The problem: According to the press release on charging charter schools rent, who wrote the Manhattan Institute report?

NEPC reviewer finds Manhattan report speculative and of little policy use
 

Contact: 
William J. Mathis, (802) 383-0058, wmathis@sover.net
Bruce Baker, (732) 932-7496, x8232, bruce.baker@gse.rutgers.edu

URL for this press release: http://tinyurl.com/khqs6qh
 

BOULDER, CO (February 20, 2014) – New York City’s new mayor, Bill de Blasio, has suggested charging rent to charter schools that use buildings owned by the NYC public school district. This policy proposal prompted the Manhattan Institute, a think tank favoring expansive charter school policies, to issue a report criticizing de Blasio’s plan.

The Manhattan report claims charging charter schools rent would cause many to run budget deficits that would force them to cut staffs and lower their quality. But a new review of that report finds no merit in its conclusions.

Professor Bruce Baker, a school finance expert at Rutgers University, reviewed Should Charter Schools Pay Rent? for the Think Twice think tank review project at the National Education Policy Center. The review is published today by the NEPC, housed at the University of Colorado Boulder School of Education.

The Manhattan report was written by an institute researcher, Stephen Eide, who concludes that charging charter schools rent would lead to budget deficits. According to the report, these deficits could, in turn, force staff reductions, diminishing the number of high-performing charter schools and therefore leading to “fewer good schools” overall.

Data segment:
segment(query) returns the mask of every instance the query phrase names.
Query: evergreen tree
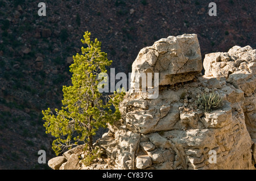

Problem solution: Stephen Eide, an institute researcher.